### Source passage
^^^^^^^^^^^^^^^^

I finally understood how the countless swimming events flow, what en "event" and a "heat" is, and that it is in fact anything but easy to manage one event, let alone the entire competition. Allow me to enlighten you, swimmers get disqualified for the most absurd-sounding reasons ever. The (usually) old uncles wearing hats and the official shirt with the Singapore flag holding walkie-talkies, who you see walking up and down the pool sides following the swimmers? THEY DO THEIR JOB. And they're apparently experienced at what they do. From what I heard and remember, a swimmer gets disqualified when "he started before the signal", "hands pulled back to (somewhere)", "did not surface before white line", "length of stroke abnormal", "swam in the wrong lane", "swimming attire violates the Finna regulations (what the heck is this anyway?)", "more than one dolphin kick underwater", "did not touch the wall with both hands"... You, like me, may already have some second thoughts about competitive swimming huh.


FACT #2: According to the Finna(?) regulations, males' swimwear (i.e. bottoms) must start below the naval. Again, WHO KNEW?! As much as we refuse to admit, we are actually still pretty ignorant about the world. It IS vast.

^^^^^^^^^^^^^^^^

### Supplied information
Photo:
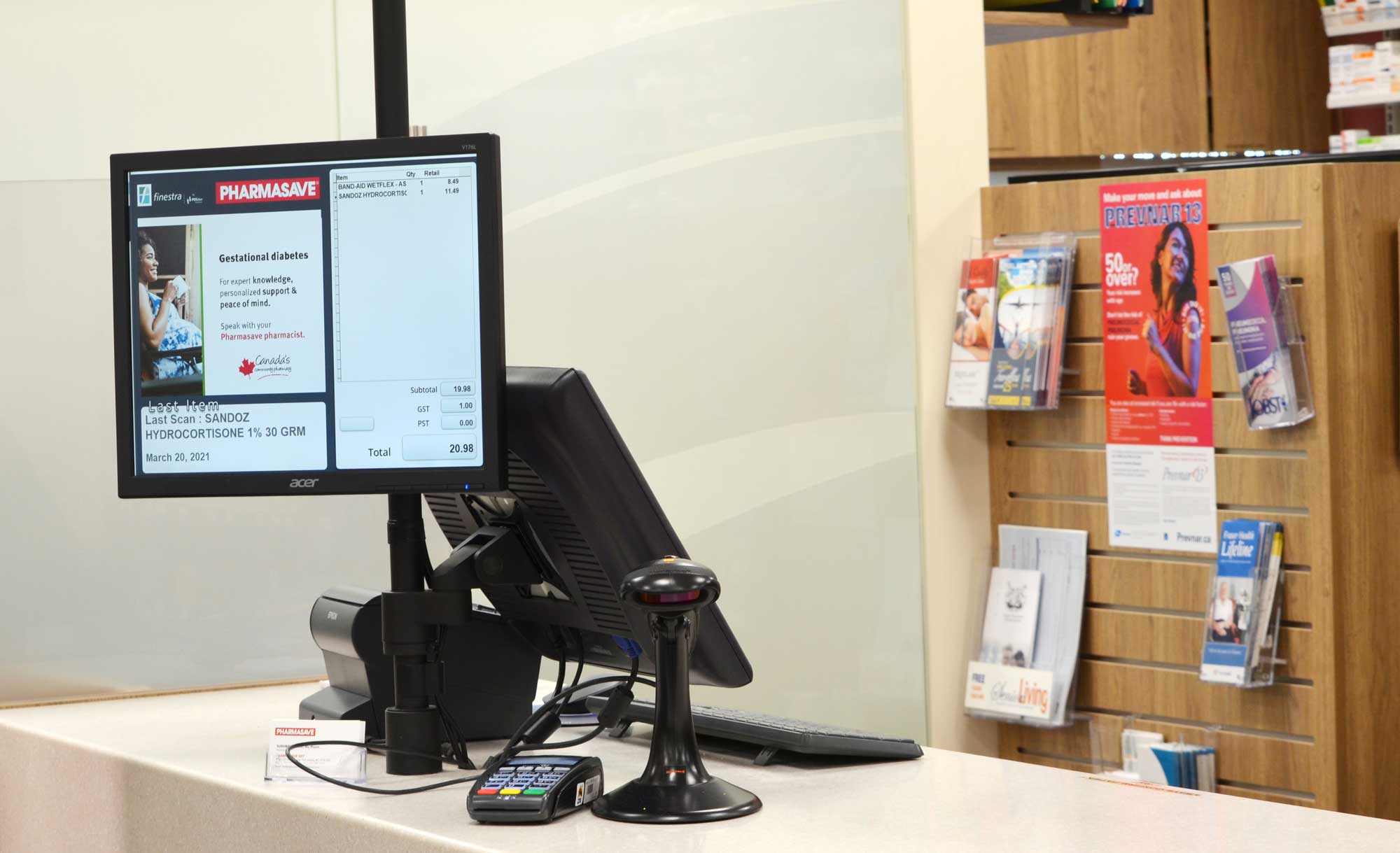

^^^^^^^^^^^^^^^^

### Tasks to complete
A. Decide whether each statement agrees with the blog post about swimming competitions. Answer yes or no for each, and quote the deciding words from the post. (i) The writer thinks running a single event is easy. (ii) The officials walking along the pool sides are usually described as old uncles. (iii) A swimmer can be disqualified for not touching the wall with both hands.
B. Write the next part of the blog post about swimming competitions, starting after its final sentence.

### Final answers
A.
(i) No: "it is in fact anything but easy to manage one event"
(ii) Yes: "The (usually) old uncles wearing hats"
(iii) Yes: "did not touch the wall with both hands"

B.
THE MOST EXCITING PART WAS THAT WE GOT TO WITNESS EACH EVENT LIVE and observe what different swimmers do before each race. It's been a LONG TIME since I felt exhilarated and nervous and jittery at the same time. The outburst was too much so that I had to release the energy by screwing and unscrewing the bottle cap and rubbing my fingers against it. I LOVE HOW IT FELT LIKE, I felt like a fish. I'm suchha sucker for swimming competitions;)


Obviously I wouldn't not mention this, not forgetting the chance to meet a million guys dressed in a mini piece of fabric. (and girls) As I would have noticed, swimmers are actually generally good-looking. I like to think that that's partially because of the sunlight that they get.. maybe the chlorine? I should put it this way, swimmers from the toa payoh-moulmein-yewtee-sengkangwest-punggol-serangoon-chongpang-mountbatten side of Singapore are generally good-looking hehe. I am certain I missed out some areas.  


Then again, I hate to refer to guys as "hot". Correct me if I'm wrong, but when you say someone is "hot", you're actually sexually attracted to him/ her right? .. So that is weird for me, because I certainly aren't going there yet. Hence I prefer calling them good-looking, cute, (and I'm aware that I have to go expand my vocabulary in this aspect.)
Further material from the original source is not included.